Natural language region descriptions:
____

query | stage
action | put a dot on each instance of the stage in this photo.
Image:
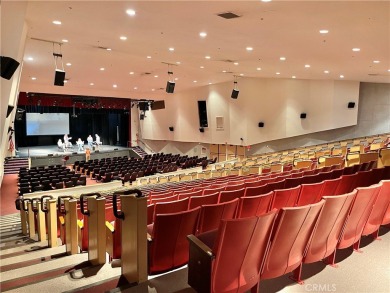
(51, 155)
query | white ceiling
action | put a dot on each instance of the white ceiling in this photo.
(275, 29)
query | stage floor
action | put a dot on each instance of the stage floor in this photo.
(38, 151)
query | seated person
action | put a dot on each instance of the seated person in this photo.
(80, 144)
(61, 145)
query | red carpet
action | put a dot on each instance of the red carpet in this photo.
(8, 194)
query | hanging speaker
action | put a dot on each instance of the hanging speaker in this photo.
(9, 110)
(8, 67)
(59, 77)
(170, 87)
(235, 94)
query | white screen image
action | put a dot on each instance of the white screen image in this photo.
(47, 123)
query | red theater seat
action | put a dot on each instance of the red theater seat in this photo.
(254, 205)
(168, 245)
(290, 236)
(232, 262)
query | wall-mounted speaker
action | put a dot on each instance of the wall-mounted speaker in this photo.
(235, 94)
(170, 87)
(9, 110)
(59, 77)
(8, 67)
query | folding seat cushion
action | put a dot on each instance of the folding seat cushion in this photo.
(167, 245)
(233, 261)
(328, 230)
(254, 205)
(289, 239)
(358, 216)
(285, 197)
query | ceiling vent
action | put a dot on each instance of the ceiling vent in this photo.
(228, 15)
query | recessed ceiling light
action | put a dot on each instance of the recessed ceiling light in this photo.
(130, 12)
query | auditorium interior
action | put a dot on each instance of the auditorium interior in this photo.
(195, 146)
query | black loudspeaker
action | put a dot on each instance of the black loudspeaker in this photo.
(59, 78)
(170, 87)
(202, 111)
(8, 67)
(157, 105)
(235, 94)
(9, 110)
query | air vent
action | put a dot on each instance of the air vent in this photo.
(228, 15)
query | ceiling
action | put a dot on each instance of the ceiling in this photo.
(273, 29)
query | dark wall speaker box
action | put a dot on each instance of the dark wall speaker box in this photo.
(235, 94)
(8, 67)
(202, 111)
(59, 77)
(9, 110)
(157, 105)
(170, 87)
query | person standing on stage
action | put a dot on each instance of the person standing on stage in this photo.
(90, 141)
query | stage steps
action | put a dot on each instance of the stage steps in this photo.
(139, 151)
(12, 165)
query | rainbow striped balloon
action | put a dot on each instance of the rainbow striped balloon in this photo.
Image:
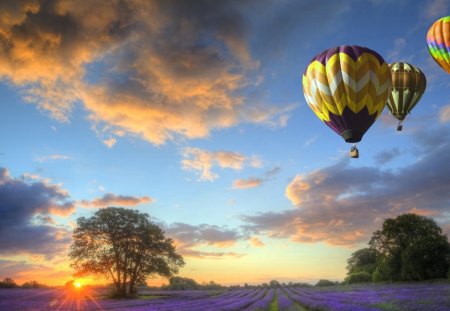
(347, 88)
(438, 41)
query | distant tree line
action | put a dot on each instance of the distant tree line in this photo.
(407, 248)
(9, 283)
(181, 283)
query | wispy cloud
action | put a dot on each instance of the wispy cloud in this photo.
(51, 157)
(444, 114)
(21, 202)
(387, 156)
(436, 9)
(154, 76)
(111, 199)
(256, 242)
(202, 162)
(190, 239)
(252, 182)
(394, 54)
(343, 205)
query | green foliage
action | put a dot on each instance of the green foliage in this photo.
(358, 277)
(363, 260)
(410, 247)
(122, 245)
(326, 283)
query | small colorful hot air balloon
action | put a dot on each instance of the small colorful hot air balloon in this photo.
(347, 88)
(408, 85)
(438, 41)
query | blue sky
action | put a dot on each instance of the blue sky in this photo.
(193, 112)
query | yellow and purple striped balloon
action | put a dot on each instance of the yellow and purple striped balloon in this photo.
(347, 88)
(438, 41)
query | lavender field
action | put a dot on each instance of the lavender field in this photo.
(423, 296)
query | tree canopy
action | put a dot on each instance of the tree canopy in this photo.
(408, 247)
(122, 245)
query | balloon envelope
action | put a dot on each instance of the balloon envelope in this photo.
(408, 85)
(347, 88)
(438, 41)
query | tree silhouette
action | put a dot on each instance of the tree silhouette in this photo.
(122, 245)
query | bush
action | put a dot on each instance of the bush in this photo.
(326, 283)
(358, 277)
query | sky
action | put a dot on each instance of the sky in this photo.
(193, 112)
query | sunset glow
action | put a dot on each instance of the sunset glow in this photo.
(193, 112)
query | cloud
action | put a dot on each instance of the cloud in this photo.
(26, 208)
(387, 156)
(342, 204)
(434, 9)
(256, 242)
(444, 115)
(22, 271)
(111, 199)
(110, 142)
(157, 70)
(52, 157)
(191, 238)
(253, 182)
(202, 162)
(399, 45)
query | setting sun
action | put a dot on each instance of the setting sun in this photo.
(224, 155)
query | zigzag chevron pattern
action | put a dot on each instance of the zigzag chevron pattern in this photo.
(438, 41)
(355, 79)
(408, 85)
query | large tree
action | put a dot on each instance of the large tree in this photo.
(123, 245)
(411, 247)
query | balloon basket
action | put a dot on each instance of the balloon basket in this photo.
(354, 152)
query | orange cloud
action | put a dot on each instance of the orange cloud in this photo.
(296, 190)
(202, 161)
(111, 199)
(256, 242)
(153, 79)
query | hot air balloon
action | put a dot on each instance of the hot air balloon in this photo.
(438, 41)
(408, 85)
(347, 88)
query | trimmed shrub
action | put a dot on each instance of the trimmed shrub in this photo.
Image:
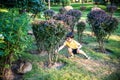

____

== ACTIVITY ==
Your answer must be an exact copy of the records, with no pictures in it.

== ANSWER SPACE ==
query | stage
action | put a dot on each instance of the stage in this photo.
Image:
(51, 155)
query | white ceiling
action | put a dot on each instance of the white ceiling in this photo.
(275, 29)
query | stage floor
action | put a dot on each instance of the stage floor in this photo.
(38, 151)
query | seated person
action | put a dot on each instance of the seated person in this photo.
(80, 144)
(61, 145)
query | red carpet
action | put a dot on each instance of the red carpet in this photo.
(8, 194)
query | hanging speaker
action | put a dot on each instance of the hanging speaker in this photo.
(9, 110)
(8, 67)
(59, 77)
(170, 87)
(235, 94)
query | white screen image
action | put a dot on each instance of the white screen image in this photo.
(47, 123)
query | red theater seat
action | put a dot on each instance of the red theater seat in this photo.
(254, 205)
(168, 245)
(290, 236)
(232, 262)
query | wall-mounted speaker
action | put a dot on each instance of the wall-mounted speaker in this photo.
(235, 94)
(170, 87)
(9, 110)
(59, 77)
(8, 67)
query | folding seat cushion
action | put a dot on each instance of the folding seat cushion in this photo.
(167, 245)
(233, 261)
(328, 230)
(254, 205)
(289, 239)
(358, 216)
(285, 197)
query | ceiling vent
action | put a dot on each instance of the ceiling vent in this photo.
(228, 15)
query | recessed ceiling light
action | put a dot on each instance of the recessed ceiling light in this photo.
(130, 12)
query | auditorium interior
action | put a dot on each instance of the auditorium interior in this photo.
(195, 146)
query | black loudspeaker
action | put a dot on each instance of the black loudspeaker in this photo.
(59, 78)
(170, 87)
(202, 111)
(8, 67)
(157, 105)
(235, 94)
(9, 110)
query | air vent
action | put a dot on each instance of the air vent in this photo.
(228, 15)
query | ceiling
action | put a dot on each instance of the ceiling in this photo.
(273, 29)
query | dark wall speaker box
action | put a dot on each instance of the dark wall speaker box in this photo.
(235, 94)
(8, 67)
(202, 111)
(59, 77)
(9, 110)
(157, 105)
(170, 87)
query | person standing on stage
action | put a dot on each instance of the person standing on stage in this photo.
(90, 141)
query | stage steps
action | put a dot on each instance of the stage steps in this photo.
(139, 151)
(12, 165)
query | rainbow striped balloon
action | put a dot on each instance of the rainbow striped balloon in this photo.
Image:
(347, 88)
(438, 41)
query | distant tree line
action | put a dot on each instance of the distant tree line in this photo.
(407, 248)
(9, 283)
(181, 283)
query | wispy cloud
action | put a dot on each instance of the wispy cloud in this photo.
(51, 157)
(444, 114)
(21, 202)
(387, 156)
(436, 9)
(154, 76)
(111, 199)
(256, 242)
(202, 162)
(190, 239)
(252, 182)
(394, 54)
(343, 205)
query | green foliage
action | put a dot on each instance of the green foliage in this photo.
(358, 277)
(363, 260)
(410, 247)
(122, 245)
(326, 283)
query | small colorful hot air balloon
action | put a dot on each instance of the small colorful hot air balloon in this photo.
(347, 88)
(408, 85)
(438, 41)
query | blue sky
action | put a dot on each instance of the blue sky in this photo.
(193, 112)
query | yellow and purple striped balloon
action | put a dot on each instance of the yellow and purple striped balloon in this photo.
(347, 88)
(438, 41)
query | lavender field
action | put a dot on each instance of the lavender field in this photo.
(423, 296)
query | tree canopy
action | put a dot on each instance of the tree canopy in this photo.
(408, 247)
(122, 245)
query | balloon envelope
action | put a dot on each instance of the balloon envelope in this photo.
(408, 85)
(347, 88)
(438, 41)
query | tree silhouette
action | put a dot on each instance of the tree silhouette in this photo.
(122, 245)
query | bush
action | put a dot on each instance of the bush in this photo.
(326, 283)
(358, 277)
query | sky
action | put a dot on each instance of the sky in this photo.
(193, 112)
query | sunset glow
action | put a dot on each instance of the sunset glow in this photo.
(193, 112)
query | cloud
action | put a dot on each instance of the cloud in this photo.
(26, 208)
(387, 156)
(342, 204)
(434, 9)
(256, 242)
(444, 115)
(22, 271)
(111, 199)
(110, 142)
(157, 70)
(52, 157)
(191, 238)
(253, 182)
(202, 162)
(399, 45)
query | setting sun
action | put a dot on each instance of the setting sun in this photo.
(224, 155)
query | zigzag chevron pattern
action | put a dot on each instance of the zigzag chevron pattern in this photo.
(438, 41)
(355, 79)
(408, 85)
query | large tree
action | put a dot on each instance of the large tree in this photo.
(123, 245)
(411, 247)
query | balloon basket
action | put a dot on each instance of the balloon basket in this photo.
(354, 152)
query | orange cloud
action | put a dot on each instance of the orange cloud in this photo.
(296, 190)
(202, 161)
(111, 199)
(256, 242)
(153, 79)
query | hot air balloon
action | put a dot on each instance of the hot air balloon in this photo.
(438, 41)
(408, 85)
(347, 88)
query | trimmed shrub
action | put a dot on each instance of the trimmed shrub in this photo.
Image:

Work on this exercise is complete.